#### [THE EXERCISE]
In all the lines below, put "search phrase" in place of each "detection query" and leave everything else unchanged.

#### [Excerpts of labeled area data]
----------
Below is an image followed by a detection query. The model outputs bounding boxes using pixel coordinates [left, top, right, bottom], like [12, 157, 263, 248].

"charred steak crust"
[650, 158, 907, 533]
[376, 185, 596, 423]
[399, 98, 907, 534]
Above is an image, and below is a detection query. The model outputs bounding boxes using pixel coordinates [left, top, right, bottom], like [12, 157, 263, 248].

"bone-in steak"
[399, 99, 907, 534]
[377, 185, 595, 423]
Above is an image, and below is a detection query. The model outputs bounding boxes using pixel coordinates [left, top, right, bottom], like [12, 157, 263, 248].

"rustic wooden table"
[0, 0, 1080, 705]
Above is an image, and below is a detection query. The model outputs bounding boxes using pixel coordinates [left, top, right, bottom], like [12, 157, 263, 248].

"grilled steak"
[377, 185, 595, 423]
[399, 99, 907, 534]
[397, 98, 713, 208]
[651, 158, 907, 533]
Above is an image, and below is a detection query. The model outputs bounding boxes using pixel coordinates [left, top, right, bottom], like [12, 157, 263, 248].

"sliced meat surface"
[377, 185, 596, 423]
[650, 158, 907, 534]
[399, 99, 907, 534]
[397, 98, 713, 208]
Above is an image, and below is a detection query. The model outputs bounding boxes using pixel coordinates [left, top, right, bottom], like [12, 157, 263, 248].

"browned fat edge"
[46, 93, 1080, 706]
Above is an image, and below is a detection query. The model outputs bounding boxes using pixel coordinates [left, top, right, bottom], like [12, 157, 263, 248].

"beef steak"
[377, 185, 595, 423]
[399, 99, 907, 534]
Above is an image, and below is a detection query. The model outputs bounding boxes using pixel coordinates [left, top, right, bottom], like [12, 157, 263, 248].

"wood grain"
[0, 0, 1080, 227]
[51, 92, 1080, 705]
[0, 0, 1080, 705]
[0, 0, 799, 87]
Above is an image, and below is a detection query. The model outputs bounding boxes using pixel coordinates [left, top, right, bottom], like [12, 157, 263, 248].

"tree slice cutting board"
----------
#### [RESPONSE TO THIS EXERCISE]
Below is an image followed by a search phrase. The model outputs bounding boxes using pixel coordinates [left, top, right, bottom], like [12, 157, 263, 248].

"charred steak crust"
[650, 158, 907, 533]
[376, 185, 596, 423]
[399, 98, 907, 534]
Above is an image, and below is a search phrase. The model outputs bounding boxes using pixel coordinates [left, top, right, bottom], like [12, 157, 263, 248].

"bone-in steak"
[399, 99, 907, 534]
[377, 185, 595, 423]
Above is an image, and below is a search phrase. The model outputs bounding boxes using pixel coordinates [left, top, right, bottom], like [12, 157, 263, 248].

"rustic wooden table"
[0, 0, 1080, 705]
Above is an image, and below is a search phrase. The model outputs bounding boxes using pixel coordinates [left, top, right, bottom], like [12, 157, 263, 248].

"grilled steak"
[377, 185, 595, 423]
[399, 99, 907, 534]
[397, 98, 713, 208]
[651, 158, 907, 533]
Above is an image, and below is a search phrase. The model outputs bounding boxes using pixel coordinates [left, top, right, bottom], like [12, 157, 263, 248].

"sliced meat surface"
[377, 185, 596, 423]
[650, 158, 907, 534]
[399, 99, 907, 534]
[397, 98, 713, 208]
Above is an image, and below is a search phrase. The model outputs bounding boxes using pixel coordinates [left, top, right, bottom], like [12, 157, 263, 248].

"browned fat edge"
[46, 93, 1080, 706]
Above is an image, and below is a search phrase. The model outputs bounding boxes using pixel coordinates [left, top, right, bottom], like [12, 157, 263, 248].

"beef steak"
[377, 185, 595, 423]
[399, 99, 907, 534]
Above is an image, and below is a search phrase. The model outputs bounding boxes using pixel coordinates [left, top, right, bottom], like [12, 157, 263, 248].

"wood grain"
[0, 0, 1080, 227]
[51, 92, 1080, 705]
[0, 0, 1080, 705]
[0, 0, 799, 87]
Above is an image, and below is a search phrase. The model outputs bounding boxes using pixel coordinates [left, top, right, bottom], like [12, 157, 263, 248].

"tree slice cutting board"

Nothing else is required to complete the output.